[Stored items from a collection]
::::
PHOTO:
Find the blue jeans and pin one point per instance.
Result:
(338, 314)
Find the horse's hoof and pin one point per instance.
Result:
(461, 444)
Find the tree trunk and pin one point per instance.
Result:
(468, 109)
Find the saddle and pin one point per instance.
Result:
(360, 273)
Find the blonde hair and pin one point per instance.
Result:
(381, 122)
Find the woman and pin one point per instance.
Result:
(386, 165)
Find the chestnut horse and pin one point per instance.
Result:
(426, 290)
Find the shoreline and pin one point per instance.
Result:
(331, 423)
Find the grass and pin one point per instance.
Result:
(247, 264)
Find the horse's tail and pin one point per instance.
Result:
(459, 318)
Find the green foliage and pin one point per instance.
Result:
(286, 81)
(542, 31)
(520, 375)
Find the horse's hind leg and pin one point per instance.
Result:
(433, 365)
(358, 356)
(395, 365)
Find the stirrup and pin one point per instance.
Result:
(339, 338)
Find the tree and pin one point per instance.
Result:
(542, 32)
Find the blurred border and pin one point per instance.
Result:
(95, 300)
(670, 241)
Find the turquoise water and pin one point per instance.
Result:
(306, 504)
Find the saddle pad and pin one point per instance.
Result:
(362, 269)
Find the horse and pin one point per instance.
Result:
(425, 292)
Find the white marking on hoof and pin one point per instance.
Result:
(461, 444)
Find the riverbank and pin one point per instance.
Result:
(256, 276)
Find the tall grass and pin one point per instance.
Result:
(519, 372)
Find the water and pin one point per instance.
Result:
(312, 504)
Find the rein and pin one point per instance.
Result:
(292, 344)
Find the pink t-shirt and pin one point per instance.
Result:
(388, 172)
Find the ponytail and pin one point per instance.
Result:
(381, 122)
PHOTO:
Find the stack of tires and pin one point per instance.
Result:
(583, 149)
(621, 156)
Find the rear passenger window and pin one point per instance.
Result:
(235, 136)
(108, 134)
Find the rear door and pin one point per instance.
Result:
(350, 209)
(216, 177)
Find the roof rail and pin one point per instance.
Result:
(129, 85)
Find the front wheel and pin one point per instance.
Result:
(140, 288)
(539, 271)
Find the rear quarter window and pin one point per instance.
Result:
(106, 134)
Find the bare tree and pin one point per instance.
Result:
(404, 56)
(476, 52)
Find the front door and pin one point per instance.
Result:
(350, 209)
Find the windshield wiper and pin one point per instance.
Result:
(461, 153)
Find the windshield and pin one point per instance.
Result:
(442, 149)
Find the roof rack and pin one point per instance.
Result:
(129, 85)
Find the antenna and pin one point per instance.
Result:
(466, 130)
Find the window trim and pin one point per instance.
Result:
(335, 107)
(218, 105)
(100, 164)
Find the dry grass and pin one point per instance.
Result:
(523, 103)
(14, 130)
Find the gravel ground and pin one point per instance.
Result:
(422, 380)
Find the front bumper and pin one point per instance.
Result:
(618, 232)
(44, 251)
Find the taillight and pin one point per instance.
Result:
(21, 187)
::::
- [Required work]
Each record above needs to be reproduced exactly as written.

- [Completed task]
PHOTO:
Find the blue jeans and pin one point per instance.
Result:
(338, 314)
Find the horse's hoof and pin one point per instance.
Result:
(461, 444)
Find the tree trunk and pin one point per instance.
Result:
(468, 109)
Find the saddle and pin one point per instance.
Result:
(360, 273)
Find the blonde hair and pin one point per instance.
Result:
(381, 122)
Find the woman and pin one point per instance.
Result:
(386, 165)
Find the chestnut horse and pin one point per instance.
Result:
(426, 290)
Find the shoreline and pin one point per instance.
Result:
(331, 423)
Find the grass and pin one point per instance.
Result:
(247, 264)
Find the horse's tail and pin one point per instance.
Result:
(459, 318)
Find the green foliage and pin one point per instance.
Result:
(286, 81)
(542, 31)
(520, 375)
Find the horse's hind leg and pin one point per instance.
Result:
(433, 365)
(358, 356)
(395, 365)
Find the stirrup and pin one point per instance.
Result:
(339, 338)
Find the tree and pin one point per instance.
Result:
(542, 32)
Find the blurred border and pin one point per instance.
Result:
(95, 300)
(670, 241)
Find the turquoise water and pin one point per instance.
Result:
(306, 504)
Find the saddle pad and pin one point per instance.
Result:
(362, 269)
Find the horse and pin one point per instance.
Result:
(425, 292)
Find the white marking on hoof and pin one point per instance.
Result:
(461, 444)
Find the riverbank and pin one point per instance.
Result:
(256, 276)
Find the tall grass and pin one point per instance.
Result:
(519, 372)
Find the water and pin one point per instance.
Result:
(312, 504)
Find the rein and pin one point per instance.
Result:
(292, 344)
Find the pink t-shirt and pin one point per instance.
Result:
(388, 172)
Find the ponytail and pin one point per instance.
Result:
(381, 122)
PHOTO:
Find the stack of tires and pin one point per instance.
Result:
(583, 149)
(621, 156)
Find the rear passenger window and pin one point per instance.
Result:
(235, 136)
(108, 134)
Find the rear door and pin one point per instance.
Result:
(350, 209)
(216, 177)
Find the roof rail and pin one point per instance.
Result:
(129, 85)
Find the front wheel and pin one point per instance.
Result:
(140, 288)
(539, 271)
Find the rear quarter window and pin one point per instance.
Result:
(106, 134)
Find the bare tree and pin one point per instance.
Result:
(404, 56)
(476, 52)
Find the front door and pin one point per instance.
Result:
(350, 209)
Find the windshield wiper and pin one point per instance.
Result:
(461, 153)
Find the windshield and pin one point per instance.
Result:
(442, 149)
Find the roof rack and pin one point per instance.
Result:
(129, 85)
Find the antenna and pin one point per instance.
Result:
(466, 130)
Find the window trim and pin one point per instance.
Result:
(335, 107)
(218, 105)
(100, 164)
Find the dry grass and pin one point per instance.
Result:
(523, 103)
(14, 130)
Find the gravel ground and pin one point per instance.
Result:
(422, 380)
Find the front bumper and pin one point per instance.
Result:
(618, 232)
(44, 251)
Find the taillight and pin one point per instance.
Result:
(21, 187)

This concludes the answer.